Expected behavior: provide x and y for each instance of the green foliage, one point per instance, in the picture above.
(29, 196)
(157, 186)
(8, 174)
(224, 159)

-----

Please gather every line in the data above that contains the word "instance", copying each line in full.

Expected behavior: provide x and y for each instance of the green foliage, one point per instance, in the picture above.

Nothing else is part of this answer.